Task brief
Give every line of the records below as a JSON list of strings, one string per line, omitting blank lines and leaving out the pictures.

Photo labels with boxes
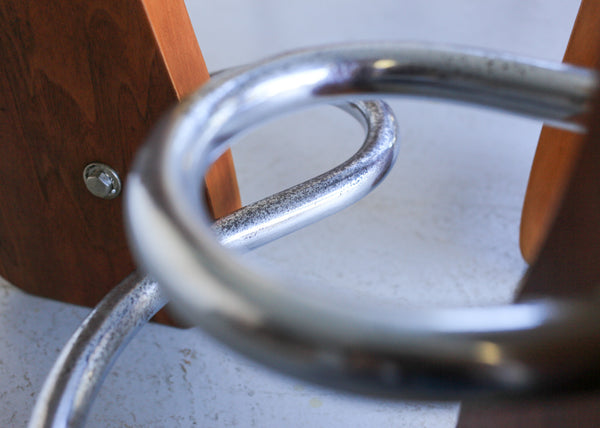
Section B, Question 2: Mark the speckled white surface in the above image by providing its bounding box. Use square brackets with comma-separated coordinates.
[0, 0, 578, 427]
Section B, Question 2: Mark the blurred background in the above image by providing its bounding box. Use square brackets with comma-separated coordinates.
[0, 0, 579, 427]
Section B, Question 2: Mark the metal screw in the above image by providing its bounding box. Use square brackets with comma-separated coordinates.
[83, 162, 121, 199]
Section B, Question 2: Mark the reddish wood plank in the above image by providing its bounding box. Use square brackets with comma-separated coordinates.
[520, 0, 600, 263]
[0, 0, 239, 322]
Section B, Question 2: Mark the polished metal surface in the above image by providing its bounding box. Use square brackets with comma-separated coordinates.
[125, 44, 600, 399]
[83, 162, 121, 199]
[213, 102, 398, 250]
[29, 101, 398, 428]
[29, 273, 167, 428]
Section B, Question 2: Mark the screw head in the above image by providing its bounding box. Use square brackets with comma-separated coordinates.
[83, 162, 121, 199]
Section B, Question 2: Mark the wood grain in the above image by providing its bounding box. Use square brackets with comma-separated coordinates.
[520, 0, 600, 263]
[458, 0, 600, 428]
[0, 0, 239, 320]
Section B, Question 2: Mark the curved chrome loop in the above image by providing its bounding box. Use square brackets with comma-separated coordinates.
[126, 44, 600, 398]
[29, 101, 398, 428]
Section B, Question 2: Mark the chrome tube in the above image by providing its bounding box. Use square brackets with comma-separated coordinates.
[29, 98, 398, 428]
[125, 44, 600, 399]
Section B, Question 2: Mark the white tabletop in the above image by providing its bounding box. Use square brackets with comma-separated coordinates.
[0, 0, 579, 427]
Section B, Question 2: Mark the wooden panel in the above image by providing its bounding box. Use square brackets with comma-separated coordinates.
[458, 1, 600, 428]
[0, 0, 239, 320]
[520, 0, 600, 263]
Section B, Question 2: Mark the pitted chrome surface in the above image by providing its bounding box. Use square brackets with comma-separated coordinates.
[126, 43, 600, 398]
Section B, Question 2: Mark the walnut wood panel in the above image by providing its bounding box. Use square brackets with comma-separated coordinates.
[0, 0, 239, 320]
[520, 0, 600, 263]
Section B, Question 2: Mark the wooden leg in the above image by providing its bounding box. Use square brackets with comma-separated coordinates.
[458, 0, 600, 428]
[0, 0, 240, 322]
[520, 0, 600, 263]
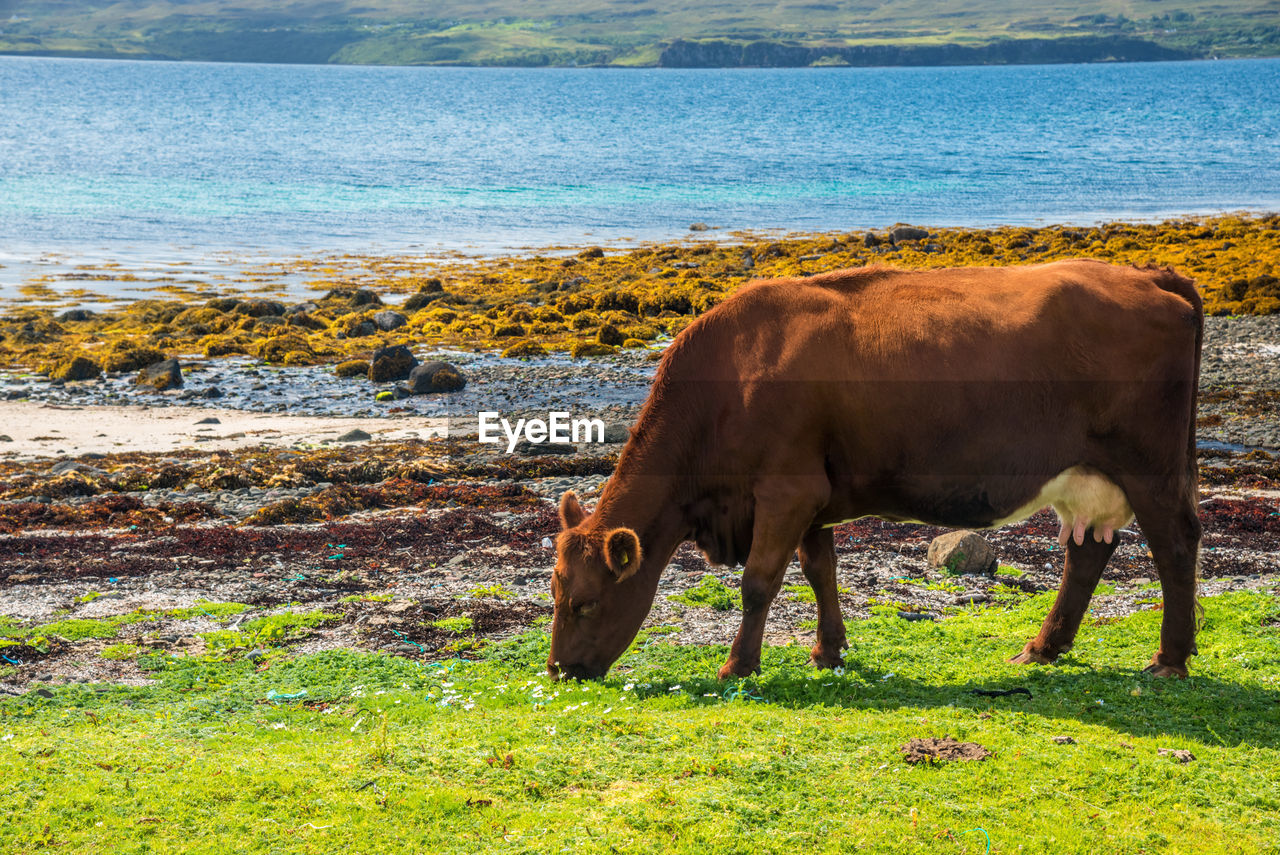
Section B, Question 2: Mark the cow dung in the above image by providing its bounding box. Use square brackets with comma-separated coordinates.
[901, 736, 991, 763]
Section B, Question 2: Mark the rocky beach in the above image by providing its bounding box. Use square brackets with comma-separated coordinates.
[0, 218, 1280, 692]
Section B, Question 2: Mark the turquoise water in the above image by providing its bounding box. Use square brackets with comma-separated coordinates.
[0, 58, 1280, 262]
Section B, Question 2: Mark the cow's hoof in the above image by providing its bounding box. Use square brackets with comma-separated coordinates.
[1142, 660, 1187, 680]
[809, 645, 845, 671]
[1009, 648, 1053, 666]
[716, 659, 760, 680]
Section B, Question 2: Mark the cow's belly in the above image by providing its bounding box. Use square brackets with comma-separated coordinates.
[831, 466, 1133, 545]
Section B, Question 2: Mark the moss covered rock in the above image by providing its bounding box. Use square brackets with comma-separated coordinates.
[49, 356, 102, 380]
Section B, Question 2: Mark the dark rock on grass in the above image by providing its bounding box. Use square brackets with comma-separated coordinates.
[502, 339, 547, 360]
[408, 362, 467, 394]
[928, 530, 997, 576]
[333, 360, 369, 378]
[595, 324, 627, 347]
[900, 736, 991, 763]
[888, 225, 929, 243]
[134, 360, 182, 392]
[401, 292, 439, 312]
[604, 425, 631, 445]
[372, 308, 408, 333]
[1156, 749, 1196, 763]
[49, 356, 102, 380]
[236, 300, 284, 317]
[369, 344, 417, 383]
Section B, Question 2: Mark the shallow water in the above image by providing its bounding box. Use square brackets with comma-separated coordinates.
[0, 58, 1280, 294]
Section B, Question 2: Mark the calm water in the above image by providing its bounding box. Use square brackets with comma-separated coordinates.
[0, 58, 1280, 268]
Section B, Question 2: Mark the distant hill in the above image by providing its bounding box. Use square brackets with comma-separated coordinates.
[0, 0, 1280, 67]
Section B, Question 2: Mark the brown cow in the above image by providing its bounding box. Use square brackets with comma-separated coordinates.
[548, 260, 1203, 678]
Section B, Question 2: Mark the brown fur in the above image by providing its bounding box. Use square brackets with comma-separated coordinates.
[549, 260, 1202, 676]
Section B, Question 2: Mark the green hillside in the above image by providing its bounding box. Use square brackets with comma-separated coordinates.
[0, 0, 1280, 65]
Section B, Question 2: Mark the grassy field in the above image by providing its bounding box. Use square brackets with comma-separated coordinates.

Response
[
  "Section B, Question 2: Mark the speckled white surface in the above image by providing its bounding box. Use square brackets with comma-separated coordinates.",
  "[0, 0, 578, 427]",
  "Section B, Question 2: Mark the blurred background in the above image by providing its bounding box. Use square brackets with comma-separated coordinates.",
  "[0, 0, 579, 427]",
  "Section B, Question 2: Mark the metal screw in the above image by providing its bounding box. Use square brackets with comma-separated coordinates.",
  "[83, 162, 121, 199]",
  "Section B, Question 2: Mark the reddish wood plank in the above image by providing its bounding box. Use square brackets with comma-separated coordinates.",
  "[520, 0, 600, 263]",
  "[0, 0, 239, 322]",
  "Section B, Question 2: Mark the polished metal surface in the above image by providing its bounding box. Use square brackets with comma-separated coordinates.",
  "[125, 44, 600, 399]",
  "[83, 162, 121, 199]",
  "[213, 102, 398, 250]",
  "[29, 101, 398, 428]",
  "[29, 273, 167, 428]",
  "Section B, Question 2: Mark the screw head in the above image by providing its bounding box. Use square brackets with comma-separated coordinates.",
  "[83, 162, 121, 199]",
  "Section B, Question 2: Mark the wood grain in the above image by providing its bounding box. Use square brackets with comma-separated coordinates.",
  "[520, 0, 600, 263]",
  "[458, 0, 600, 428]",
  "[0, 0, 239, 320]",
  "Section B, Question 2: Mark the curved chrome loop in the above image by providing its bounding box. Use square brackets with comma-separated coordinates.",
  "[126, 44, 600, 398]",
  "[29, 101, 398, 428]",
  "Section B, Question 2: Mark the chrome tube in the above image by providing its bounding box. Use square brackets with comma-separated coordinates.",
  "[29, 98, 398, 428]",
  "[125, 44, 600, 399]",
  "Section B, Question 2: Mark the white tabletop in the above image by providing its bounding box. Use square brackets with comma-separated coordinates.",
  "[0, 0, 579, 427]",
  "Section B, Question 2: Mark the wooden panel in the above image by providing its bounding box. Use square brackets with comma-separated coordinates.",
  "[458, 1, 600, 428]",
  "[0, 0, 239, 320]",
  "[520, 0, 600, 263]",
  "Section B, Question 2: Mark the pitted chrome surface in the above image by providing its bounding box. Use square brackets with comma-separated coordinates.",
  "[126, 43, 600, 398]",
  "Section B, Question 2: Mark the walnut wood panel in the above image by providing its bounding box. Use square brackets with comma-separated coordinates.",
  "[0, 0, 239, 320]",
  "[520, 0, 600, 263]",
  "Section B, Question 2: Mark the wooden leg in the above image by providing its bounding box. Use square brackets with comma-separated coordinates.",
  "[458, 0, 600, 428]",
  "[0, 0, 240, 322]",
  "[520, 0, 600, 263]",
  "Section B, Question 2: Mark the cow dung in the above image by providing its bounding box. Use square brackets with comma-separated coordinates.",
  "[901, 736, 991, 763]",
  "Section B, Question 2: Mark the rocky beach in the above image by providing its bounding box. Use square brackets with comma-separated coordinates.",
  "[0, 218, 1280, 692]",
  "Section B, Question 2: Mark the turquoise water in the above image by providing its bounding box. Use square brackets with comma-separated coordinates.",
  "[0, 58, 1280, 262]",
  "Section B, Question 2: Mark the cow's hoof in the above image by providing its bounding box. Use square brackets with comma-separated coordinates.",
  "[1142, 660, 1187, 680]",
  "[809, 645, 845, 671]",
  "[1009, 648, 1053, 666]",
  "[716, 659, 760, 680]",
  "Section B, Question 2: Mark the cow's belly in the above image by providing its bounding box. Use square brackets with comma-separated coordinates.",
  "[831, 466, 1133, 545]",
  "Section B, Question 2: Mark the moss covered rock in the above image by providing its bounding box. Use square brackets with comma-separated coordinates.",
  "[49, 356, 102, 380]",
  "Section B, Question 2: Mark the dark rock on grass in the above image by providing its bounding box. Use square brackets with comma-separated coordinates.",
  "[502, 339, 547, 360]",
  "[408, 362, 467, 394]",
  "[928, 530, 997, 576]",
  "[333, 360, 369, 378]",
  "[595, 324, 627, 347]",
  "[900, 736, 991, 763]",
  "[888, 225, 929, 243]",
  "[134, 360, 182, 392]",
  "[401, 292, 439, 312]",
  "[604, 425, 631, 445]",
  "[372, 308, 408, 333]",
  "[1156, 749, 1196, 763]",
  "[49, 356, 102, 380]",
  "[236, 300, 284, 317]",
  "[369, 344, 417, 383]",
  "Section B, Question 2: Mark the shallow water in the above image by providing its bounding box. Use square brackets with comma-separated coordinates.",
  "[0, 58, 1280, 294]",
  "Section B, Question 2: Mark the calm water in the above image by providing its bounding box. Use square brackets with comma-separated coordinates.",
  "[0, 58, 1280, 268]",
  "Section B, Question 2: Mark the distant hill in the above image by providing its bounding box. Use square brackets with comma-separated coordinates.",
  "[0, 0, 1280, 67]",
  "Section B, Question 2: Mark the brown cow in the above image by providing its bounding box. Use square brackets with comma-separated coordinates.",
  "[548, 260, 1203, 678]",
  "Section B, Question 2: Mark the brown fur in the above image by providing its bounding box. Use square brackets with comma-separated coordinates.",
  "[549, 260, 1202, 676]",
  "Section B, Question 2: Mark the green hillside in the above image by providing its bounding box. Use square brackets with comma-separated coordinates.",
  "[0, 0, 1280, 65]",
  "Section B, Question 2: Mark the grassy field in the above image by providing its bounding box. Use square brackets with comma-separated coordinates."
]